→ **TASK GOAL**: Copy out everything from the first of the lines below down to the line containing "POLYGON ((144 10, 146", including that line, with no changes.

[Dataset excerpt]
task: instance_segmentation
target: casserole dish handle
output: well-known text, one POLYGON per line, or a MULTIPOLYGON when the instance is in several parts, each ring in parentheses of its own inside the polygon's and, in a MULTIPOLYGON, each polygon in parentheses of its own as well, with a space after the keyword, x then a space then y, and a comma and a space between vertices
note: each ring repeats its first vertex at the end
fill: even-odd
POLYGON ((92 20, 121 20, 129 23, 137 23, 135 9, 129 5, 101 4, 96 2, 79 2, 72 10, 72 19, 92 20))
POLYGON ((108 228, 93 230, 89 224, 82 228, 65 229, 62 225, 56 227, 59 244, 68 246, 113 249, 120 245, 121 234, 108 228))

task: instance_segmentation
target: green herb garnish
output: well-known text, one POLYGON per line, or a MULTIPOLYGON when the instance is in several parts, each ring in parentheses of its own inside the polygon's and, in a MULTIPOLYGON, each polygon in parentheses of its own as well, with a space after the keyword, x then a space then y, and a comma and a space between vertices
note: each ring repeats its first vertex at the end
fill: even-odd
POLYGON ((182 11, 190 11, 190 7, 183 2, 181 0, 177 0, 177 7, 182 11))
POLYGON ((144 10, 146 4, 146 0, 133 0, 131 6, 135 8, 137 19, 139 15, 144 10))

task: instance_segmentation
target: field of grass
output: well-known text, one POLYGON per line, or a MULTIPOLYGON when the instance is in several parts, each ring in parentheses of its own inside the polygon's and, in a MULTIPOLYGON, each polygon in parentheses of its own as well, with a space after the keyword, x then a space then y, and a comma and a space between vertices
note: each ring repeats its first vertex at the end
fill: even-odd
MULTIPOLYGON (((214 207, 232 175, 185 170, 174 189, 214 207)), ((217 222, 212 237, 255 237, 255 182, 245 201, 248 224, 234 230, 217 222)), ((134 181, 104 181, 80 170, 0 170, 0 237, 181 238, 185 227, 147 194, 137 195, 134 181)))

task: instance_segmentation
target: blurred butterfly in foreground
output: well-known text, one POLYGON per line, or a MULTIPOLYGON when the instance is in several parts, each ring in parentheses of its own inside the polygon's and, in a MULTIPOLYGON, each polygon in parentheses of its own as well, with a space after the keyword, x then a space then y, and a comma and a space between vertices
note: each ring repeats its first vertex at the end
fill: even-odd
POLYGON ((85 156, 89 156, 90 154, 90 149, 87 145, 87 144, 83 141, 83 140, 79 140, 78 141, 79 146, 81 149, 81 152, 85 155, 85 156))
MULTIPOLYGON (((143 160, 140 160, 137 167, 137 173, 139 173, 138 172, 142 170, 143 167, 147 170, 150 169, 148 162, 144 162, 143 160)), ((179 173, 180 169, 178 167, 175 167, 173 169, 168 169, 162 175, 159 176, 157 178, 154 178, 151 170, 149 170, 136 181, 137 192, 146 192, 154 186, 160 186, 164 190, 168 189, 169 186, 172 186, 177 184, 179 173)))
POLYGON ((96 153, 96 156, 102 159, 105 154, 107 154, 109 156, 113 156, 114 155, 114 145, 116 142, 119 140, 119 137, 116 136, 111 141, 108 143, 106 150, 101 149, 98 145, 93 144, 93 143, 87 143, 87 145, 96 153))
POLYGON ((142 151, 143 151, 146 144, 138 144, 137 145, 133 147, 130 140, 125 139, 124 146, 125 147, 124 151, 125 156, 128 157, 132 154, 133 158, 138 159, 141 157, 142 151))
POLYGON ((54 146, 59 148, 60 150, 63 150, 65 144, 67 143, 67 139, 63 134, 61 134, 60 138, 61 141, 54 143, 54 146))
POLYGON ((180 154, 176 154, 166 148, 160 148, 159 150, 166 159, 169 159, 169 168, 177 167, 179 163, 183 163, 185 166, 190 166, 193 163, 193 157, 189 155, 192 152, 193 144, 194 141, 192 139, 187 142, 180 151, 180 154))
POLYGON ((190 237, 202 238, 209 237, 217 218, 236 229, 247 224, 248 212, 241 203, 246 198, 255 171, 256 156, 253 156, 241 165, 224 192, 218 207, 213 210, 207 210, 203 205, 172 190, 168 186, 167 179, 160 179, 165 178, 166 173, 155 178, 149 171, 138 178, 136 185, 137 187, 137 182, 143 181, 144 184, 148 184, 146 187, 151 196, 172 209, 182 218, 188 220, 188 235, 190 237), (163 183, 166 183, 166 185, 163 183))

→ **RESULT OF THE TASK**:
task: instance_segmentation
target: casserole dish handle
output: well-known text, one POLYGON per line, or a MULTIPOLYGON when the instance is in several parts, each ring in parentheses of its own inside the polygon's and, in a MULTIPOLYGON, each polygon in parentheses of its own as well, with a space after the keyword, x then a space then y, and a comma and a space between vertices
note: each ring repeats its first vertex at the end
fill: even-odd
POLYGON ((92 20, 121 20, 129 23, 137 23, 135 9, 129 5, 101 4, 96 2, 79 2, 72 10, 72 19, 92 20))
POLYGON ((108 228, 93 230, 89 224, 82 228, 65 229, 62 225, 56 227, 59 244, 68 246, 113 249, 120 245, 121 234, 108 228))

task: instance_segmentation
target: green herb garnish
output: well-known text, one POLYGON per line, or a MULTIPOLYGON when the instance is in several parts, each ring in parentheses of its own inside the polygon's and, in a MULTIPOLYGON, each polygon in parentheses of its own as well, with a space after the keyword, x then a space then y, and a comma and a space between vertices
note: each ring repeats its first vertex at the end
fill: even-odd
POLYGON ((182 11, 190 11, 190 7, 183 2, 181 0, 177 0, 177 7, 182 11))
POLYGON ((144 10, 146 4, 146 0, 133 0, 131 6, 135 8, 137 19, 139 15, 144 10))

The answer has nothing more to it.